* _Work instructions_: Retype the stretch from the line containing "Return the outline of every instance of the beige" through the end of the data, copying each line exactly.

## Start Records supplied

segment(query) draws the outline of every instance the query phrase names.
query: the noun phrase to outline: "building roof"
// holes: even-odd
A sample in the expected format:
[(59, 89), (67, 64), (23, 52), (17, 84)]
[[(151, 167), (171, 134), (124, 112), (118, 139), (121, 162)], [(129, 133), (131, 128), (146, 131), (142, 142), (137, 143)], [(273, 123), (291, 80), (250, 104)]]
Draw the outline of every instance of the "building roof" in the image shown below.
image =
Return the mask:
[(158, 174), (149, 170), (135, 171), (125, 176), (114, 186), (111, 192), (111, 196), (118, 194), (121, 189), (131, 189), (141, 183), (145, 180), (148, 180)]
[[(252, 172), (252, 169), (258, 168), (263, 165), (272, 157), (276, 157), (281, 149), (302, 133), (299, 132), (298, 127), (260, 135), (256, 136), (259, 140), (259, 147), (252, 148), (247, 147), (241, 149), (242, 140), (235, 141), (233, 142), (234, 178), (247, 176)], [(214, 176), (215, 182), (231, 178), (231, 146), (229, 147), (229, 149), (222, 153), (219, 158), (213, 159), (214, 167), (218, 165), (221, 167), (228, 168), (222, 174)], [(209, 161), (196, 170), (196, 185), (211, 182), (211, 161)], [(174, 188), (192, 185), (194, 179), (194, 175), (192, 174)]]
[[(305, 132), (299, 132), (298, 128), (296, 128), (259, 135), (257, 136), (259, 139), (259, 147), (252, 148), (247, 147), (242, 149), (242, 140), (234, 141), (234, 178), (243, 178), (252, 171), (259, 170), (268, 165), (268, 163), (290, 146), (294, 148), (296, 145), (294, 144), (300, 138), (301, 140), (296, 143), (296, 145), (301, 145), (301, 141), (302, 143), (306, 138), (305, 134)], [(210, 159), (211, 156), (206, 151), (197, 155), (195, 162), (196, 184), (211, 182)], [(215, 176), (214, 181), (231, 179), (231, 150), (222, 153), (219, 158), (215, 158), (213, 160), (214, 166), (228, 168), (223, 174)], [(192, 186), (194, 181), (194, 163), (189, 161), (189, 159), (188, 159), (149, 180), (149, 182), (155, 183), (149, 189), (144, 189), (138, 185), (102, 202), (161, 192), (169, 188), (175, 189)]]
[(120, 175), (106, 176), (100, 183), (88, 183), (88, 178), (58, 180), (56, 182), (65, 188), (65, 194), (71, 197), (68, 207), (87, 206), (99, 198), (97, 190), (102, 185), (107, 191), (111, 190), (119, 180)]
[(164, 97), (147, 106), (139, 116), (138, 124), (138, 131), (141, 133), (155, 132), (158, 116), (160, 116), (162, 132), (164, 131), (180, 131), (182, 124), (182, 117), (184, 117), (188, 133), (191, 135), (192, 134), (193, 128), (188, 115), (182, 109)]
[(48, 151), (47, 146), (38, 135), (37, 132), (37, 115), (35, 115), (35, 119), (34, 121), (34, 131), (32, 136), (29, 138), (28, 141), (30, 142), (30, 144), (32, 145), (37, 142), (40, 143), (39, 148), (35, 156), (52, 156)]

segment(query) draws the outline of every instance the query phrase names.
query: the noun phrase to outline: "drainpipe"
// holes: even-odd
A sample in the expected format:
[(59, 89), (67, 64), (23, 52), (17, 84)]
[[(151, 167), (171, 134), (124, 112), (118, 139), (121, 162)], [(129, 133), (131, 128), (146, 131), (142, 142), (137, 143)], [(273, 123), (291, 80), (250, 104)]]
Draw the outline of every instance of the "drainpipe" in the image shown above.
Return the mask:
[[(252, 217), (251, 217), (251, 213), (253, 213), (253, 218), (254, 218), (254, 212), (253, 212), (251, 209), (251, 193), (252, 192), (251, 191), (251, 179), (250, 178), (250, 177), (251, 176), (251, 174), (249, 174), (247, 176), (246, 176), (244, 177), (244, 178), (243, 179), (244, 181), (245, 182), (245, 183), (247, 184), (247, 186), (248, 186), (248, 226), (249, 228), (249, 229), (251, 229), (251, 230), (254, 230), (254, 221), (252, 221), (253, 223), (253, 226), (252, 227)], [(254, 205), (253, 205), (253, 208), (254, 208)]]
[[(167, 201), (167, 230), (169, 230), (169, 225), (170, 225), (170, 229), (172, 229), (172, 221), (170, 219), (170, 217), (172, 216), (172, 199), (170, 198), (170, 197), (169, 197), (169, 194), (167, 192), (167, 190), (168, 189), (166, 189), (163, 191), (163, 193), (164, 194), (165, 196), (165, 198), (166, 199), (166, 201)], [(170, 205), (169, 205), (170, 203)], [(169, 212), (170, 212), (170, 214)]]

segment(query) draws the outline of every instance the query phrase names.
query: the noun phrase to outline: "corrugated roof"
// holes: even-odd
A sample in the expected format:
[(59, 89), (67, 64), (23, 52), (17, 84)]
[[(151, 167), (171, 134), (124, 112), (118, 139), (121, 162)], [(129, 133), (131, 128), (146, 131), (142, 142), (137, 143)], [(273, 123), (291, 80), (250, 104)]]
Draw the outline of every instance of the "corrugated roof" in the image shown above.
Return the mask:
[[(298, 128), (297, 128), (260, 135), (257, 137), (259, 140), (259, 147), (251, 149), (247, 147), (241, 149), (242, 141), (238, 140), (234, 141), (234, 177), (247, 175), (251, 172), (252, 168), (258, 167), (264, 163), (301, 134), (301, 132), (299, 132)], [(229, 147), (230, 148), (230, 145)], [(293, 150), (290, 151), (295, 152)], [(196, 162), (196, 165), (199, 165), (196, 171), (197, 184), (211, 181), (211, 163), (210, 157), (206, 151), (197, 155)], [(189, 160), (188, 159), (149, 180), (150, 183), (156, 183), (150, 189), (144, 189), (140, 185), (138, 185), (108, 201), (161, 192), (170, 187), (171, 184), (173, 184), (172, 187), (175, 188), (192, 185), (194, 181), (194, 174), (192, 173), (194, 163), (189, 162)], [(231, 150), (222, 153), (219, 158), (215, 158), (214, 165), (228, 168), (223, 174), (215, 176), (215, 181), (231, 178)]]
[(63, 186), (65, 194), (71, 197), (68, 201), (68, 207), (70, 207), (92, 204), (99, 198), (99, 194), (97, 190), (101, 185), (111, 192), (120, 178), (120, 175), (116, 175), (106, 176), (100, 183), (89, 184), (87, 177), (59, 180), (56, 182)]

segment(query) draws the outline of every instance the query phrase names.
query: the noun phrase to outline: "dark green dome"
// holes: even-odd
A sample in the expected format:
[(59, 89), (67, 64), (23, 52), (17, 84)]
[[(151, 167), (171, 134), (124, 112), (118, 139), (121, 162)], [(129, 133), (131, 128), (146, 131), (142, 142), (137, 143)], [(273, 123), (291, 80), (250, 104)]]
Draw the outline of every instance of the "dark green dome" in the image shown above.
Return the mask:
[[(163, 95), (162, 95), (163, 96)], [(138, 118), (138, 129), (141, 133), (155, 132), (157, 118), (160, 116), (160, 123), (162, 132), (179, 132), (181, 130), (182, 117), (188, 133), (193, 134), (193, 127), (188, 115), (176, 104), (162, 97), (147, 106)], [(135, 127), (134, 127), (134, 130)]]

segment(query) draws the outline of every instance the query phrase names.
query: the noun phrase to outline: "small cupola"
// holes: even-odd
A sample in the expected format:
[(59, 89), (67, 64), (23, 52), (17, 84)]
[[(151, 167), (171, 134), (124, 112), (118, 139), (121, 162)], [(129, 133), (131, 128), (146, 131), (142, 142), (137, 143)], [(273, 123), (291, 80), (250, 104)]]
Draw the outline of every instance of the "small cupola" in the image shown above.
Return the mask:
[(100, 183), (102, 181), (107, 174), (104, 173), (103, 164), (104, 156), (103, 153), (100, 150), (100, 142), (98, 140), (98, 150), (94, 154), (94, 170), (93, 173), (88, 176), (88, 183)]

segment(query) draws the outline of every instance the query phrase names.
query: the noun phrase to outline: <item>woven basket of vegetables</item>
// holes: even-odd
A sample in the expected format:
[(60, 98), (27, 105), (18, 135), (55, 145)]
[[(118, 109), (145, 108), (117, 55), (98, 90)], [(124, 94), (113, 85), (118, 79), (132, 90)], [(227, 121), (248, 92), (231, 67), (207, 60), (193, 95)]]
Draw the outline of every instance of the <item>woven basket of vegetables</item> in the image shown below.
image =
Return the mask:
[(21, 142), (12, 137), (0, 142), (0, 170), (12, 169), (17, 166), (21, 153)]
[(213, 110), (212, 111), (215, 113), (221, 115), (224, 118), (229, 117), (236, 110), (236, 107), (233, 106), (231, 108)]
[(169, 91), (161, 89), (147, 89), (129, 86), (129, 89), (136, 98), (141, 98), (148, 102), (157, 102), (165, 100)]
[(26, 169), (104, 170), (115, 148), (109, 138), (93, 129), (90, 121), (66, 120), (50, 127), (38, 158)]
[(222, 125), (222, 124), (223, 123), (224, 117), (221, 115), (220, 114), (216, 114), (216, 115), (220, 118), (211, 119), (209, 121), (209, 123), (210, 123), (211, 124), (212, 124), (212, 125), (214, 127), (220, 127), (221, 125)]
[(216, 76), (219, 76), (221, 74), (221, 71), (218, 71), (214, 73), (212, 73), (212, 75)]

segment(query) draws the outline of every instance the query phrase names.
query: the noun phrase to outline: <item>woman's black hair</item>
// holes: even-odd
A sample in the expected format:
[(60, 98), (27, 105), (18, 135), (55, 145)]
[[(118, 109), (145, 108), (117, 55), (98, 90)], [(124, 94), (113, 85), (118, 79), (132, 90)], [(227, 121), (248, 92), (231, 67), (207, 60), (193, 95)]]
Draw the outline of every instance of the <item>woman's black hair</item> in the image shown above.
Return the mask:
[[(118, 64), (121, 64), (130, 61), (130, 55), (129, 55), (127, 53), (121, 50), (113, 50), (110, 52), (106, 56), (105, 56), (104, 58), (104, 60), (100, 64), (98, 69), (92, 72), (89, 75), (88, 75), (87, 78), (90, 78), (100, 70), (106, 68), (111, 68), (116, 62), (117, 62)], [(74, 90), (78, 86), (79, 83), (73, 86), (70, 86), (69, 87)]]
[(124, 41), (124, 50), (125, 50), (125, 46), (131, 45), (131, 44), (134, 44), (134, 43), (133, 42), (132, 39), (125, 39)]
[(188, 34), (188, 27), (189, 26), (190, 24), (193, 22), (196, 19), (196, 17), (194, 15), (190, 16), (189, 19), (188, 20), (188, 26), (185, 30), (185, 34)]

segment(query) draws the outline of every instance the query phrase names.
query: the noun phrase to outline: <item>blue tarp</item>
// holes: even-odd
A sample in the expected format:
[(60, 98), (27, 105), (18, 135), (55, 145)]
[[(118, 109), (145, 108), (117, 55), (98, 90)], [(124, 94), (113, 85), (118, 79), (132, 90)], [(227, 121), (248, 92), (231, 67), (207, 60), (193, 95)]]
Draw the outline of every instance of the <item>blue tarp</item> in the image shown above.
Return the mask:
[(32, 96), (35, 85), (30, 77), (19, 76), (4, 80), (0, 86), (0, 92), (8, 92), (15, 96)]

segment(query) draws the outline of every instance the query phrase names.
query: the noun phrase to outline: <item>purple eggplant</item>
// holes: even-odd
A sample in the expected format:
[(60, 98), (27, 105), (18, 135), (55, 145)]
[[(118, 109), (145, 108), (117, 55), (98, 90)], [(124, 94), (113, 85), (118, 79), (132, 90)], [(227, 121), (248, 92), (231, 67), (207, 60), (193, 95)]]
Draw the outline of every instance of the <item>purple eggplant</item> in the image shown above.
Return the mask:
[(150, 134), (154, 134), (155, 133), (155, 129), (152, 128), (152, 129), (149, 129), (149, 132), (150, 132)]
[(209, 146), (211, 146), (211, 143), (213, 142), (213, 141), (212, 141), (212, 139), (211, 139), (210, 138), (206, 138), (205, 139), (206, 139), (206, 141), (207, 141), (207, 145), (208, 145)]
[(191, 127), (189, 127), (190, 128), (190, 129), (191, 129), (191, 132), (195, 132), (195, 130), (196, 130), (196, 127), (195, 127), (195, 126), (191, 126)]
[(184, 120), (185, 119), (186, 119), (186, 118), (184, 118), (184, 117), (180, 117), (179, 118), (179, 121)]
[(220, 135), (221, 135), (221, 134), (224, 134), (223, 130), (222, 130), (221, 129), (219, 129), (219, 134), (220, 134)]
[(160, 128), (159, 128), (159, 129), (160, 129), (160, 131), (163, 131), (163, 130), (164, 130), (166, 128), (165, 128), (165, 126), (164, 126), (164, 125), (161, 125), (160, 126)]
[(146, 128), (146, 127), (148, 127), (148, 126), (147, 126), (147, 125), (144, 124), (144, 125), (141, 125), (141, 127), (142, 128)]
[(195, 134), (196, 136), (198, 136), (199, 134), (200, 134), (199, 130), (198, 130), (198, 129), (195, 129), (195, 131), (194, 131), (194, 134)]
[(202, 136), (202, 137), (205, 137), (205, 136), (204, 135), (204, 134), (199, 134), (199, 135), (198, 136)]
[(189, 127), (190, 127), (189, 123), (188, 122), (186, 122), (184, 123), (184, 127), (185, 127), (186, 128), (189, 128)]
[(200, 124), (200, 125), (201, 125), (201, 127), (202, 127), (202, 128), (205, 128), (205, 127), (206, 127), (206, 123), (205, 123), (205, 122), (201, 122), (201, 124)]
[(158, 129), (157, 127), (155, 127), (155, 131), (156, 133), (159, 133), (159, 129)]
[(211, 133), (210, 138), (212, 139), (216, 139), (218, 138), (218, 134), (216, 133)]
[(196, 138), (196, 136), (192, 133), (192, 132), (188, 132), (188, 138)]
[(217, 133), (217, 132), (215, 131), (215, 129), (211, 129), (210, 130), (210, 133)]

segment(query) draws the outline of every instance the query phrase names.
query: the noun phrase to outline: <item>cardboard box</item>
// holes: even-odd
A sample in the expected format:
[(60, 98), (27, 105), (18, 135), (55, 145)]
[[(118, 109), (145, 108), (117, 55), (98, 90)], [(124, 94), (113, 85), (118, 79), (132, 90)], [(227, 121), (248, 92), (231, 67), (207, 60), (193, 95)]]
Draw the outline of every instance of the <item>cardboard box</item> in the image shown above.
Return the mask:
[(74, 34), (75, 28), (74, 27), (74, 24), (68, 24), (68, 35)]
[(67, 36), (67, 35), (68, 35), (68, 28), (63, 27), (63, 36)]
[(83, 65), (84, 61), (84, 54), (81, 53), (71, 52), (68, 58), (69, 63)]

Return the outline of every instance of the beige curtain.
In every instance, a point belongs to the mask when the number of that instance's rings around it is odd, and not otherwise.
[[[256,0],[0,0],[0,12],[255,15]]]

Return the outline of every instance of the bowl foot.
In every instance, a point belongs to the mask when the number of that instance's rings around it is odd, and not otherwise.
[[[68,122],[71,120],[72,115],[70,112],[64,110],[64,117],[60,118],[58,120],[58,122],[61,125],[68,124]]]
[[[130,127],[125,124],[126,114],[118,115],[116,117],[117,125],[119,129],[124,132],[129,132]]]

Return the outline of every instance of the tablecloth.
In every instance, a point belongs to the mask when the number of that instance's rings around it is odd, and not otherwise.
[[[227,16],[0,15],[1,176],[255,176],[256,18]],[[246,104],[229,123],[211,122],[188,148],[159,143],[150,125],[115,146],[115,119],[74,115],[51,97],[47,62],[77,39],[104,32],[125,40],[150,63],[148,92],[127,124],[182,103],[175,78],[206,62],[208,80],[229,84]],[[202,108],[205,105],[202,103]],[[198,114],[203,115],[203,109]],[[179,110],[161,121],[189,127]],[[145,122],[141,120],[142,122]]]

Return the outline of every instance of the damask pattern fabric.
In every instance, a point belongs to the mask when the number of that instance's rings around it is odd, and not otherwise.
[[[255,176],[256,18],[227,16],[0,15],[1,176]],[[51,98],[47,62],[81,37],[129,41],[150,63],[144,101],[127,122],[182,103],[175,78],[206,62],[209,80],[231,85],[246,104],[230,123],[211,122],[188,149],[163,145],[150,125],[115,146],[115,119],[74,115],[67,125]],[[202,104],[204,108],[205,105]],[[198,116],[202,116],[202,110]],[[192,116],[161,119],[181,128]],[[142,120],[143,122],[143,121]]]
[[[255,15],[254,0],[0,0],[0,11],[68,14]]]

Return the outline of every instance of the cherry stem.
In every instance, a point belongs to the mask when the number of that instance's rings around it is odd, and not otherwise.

## End Records supplied

* _The completed task_:
Return the outline of every instance of the beige curtain.
In every instance, a point belongs to the mask when the number of that instance's rings around it is odd, and not otherwise.
[[[256,0],[0,0],[0,12],[255,15]]]

Return the outline of every instance of the bowl foot.
In every instance, a point belongs to the mask when the number of that instance's rings around it is odd, and not otherwise.
[[[68,122],[71,120],[72,115],[70,112],[64,110],[64,117],[60,118],[58,120],[58,122],[61,125],[68,124]]]
[[[130,127],[125,124],[126,114],[118,115],[116,117],[117,125],[119,129],[124,132],[129,132]]]

Return the outline of every instance of the tablecloth.
In every instance, a point belongs to the mask when the number of that instance's rings around it is odd, and not otherwise.
[[[227,16],[0,15],[1,176],[255,176],[256,18]],[[246,104],[229,123],[211,122],[188,148],[159,143],[150,125],[115,146],[115,119],[74,115],[51,97],[47,62],[77,39],[104,32],[125,40],[150,63],[148,92],[127,124],[182,103],[175,78],[206,62],[208,80],[229,84]],[[202,108],[205,105],[202,103]],[[198,114],[203,115],[203,109]],[[179,110],[161,121],[189,127]],[[145,122],[141,120],[142,122]]]

Return the outline of every instance of the damask pattern fabric.
In every instance, a point belongs to the mask when the number of that instance's rings around it is odd, and not otherwise.
[[[255,176],[256,18],[227,16],[0,15],[1,176]],[[51,98],[47,62],[81,37],[129,41],[150,63],[144,101],[127,122],[182,103],[175,78],[206,62],[209,80],[231,85],[246,104],[230,123],[211,122],[188,149],[163,145],[150,125],[115,146],[115,119],[74,115],[67,125]],[[202,104],[204,108],[205,105]],[[198,116],[202,116],[202,110]],[[192,116],[161,119],[181,128]],[[142,120],[143,122],[143,121]]]
[[[255,15],[254,0],[0,0],[0,11],[68,14]]]

Return the outline of every instance of the cherry stem.
In every instance, a point belongs to the mask when the number of that instance's rings around it is odd, and not otherwise.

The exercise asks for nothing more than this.